-- MATERIAL FOR THE TASK --
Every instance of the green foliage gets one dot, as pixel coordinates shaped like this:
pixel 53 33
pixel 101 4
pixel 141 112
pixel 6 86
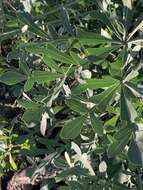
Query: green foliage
pixel 71 88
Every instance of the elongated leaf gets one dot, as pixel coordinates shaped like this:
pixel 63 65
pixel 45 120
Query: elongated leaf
pixel 29 84
pixel 26 18
pixel 12 162
pixel 89 38
pixel 96 124
pixel 138 27
pixel 76 105
pixel 105 98
pixel 77 60
pixel 121 140
pixel 137 92
pixel 102 52
pixel 94 84
pixel 43 123
pixel 12 77
pixel 52 52
pixel 51 63
pixel 44 76
pixel 73 128
pixel 135 152
pixel 28 104
pixel 66 20
pixel 9 34
pixel 127 111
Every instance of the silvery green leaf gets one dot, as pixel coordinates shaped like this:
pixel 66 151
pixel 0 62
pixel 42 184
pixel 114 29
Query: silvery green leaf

-- WHAT THE TASK REQUIRES --
Please present all the entries above as one numbered list with one line per item, skipping blank lines and leaving out the pictures.

-- REPLY TO THE TASK --
1. Every instance of the green foliage gets one dot, as pixel coordinates shaped like this:
2. pixel 53 33
3. pixel 101 4
4. pixel 141 112
5. pixel 6 86
6. Query: green foliage
7. pixel 71 88
8. Every instance of the elongated leaf gets one dot, as pixel coordinates shaped like this:
9. pixel 63 65
10. pixel 45 120
11. Query: elongated leaf
12. pixel 29 84
13. pixel 26 18
14. pixel 12 162
15. pixel 89 38
16. pixel 96 124
17. pixel 138 27
18. pixel 76 105
19. pixel 105 98
20. pixel 77 60
21. pixel 121 140
22. pixel 137 92
23. pixel 102 52
24. pixel 94 84
25. pixel 43 123
26. pixel 12 77
27. pixel 52 52
28. pixel 51 63
29. pixel 44 76
30. pixel 73 128
31. pixel 135 152
32. pixel 28 104
33. pixel 66 20
34. pixel 9 34
35. pixel 127 111
36. Every instance of the silvery green leaf gets one dot, as pixel coordinates shaped like this:
37. pixel 66 151
38. pixel 0 62
39. pixel 42 184
40. pixel 114 29
41. Query: silvery green leaf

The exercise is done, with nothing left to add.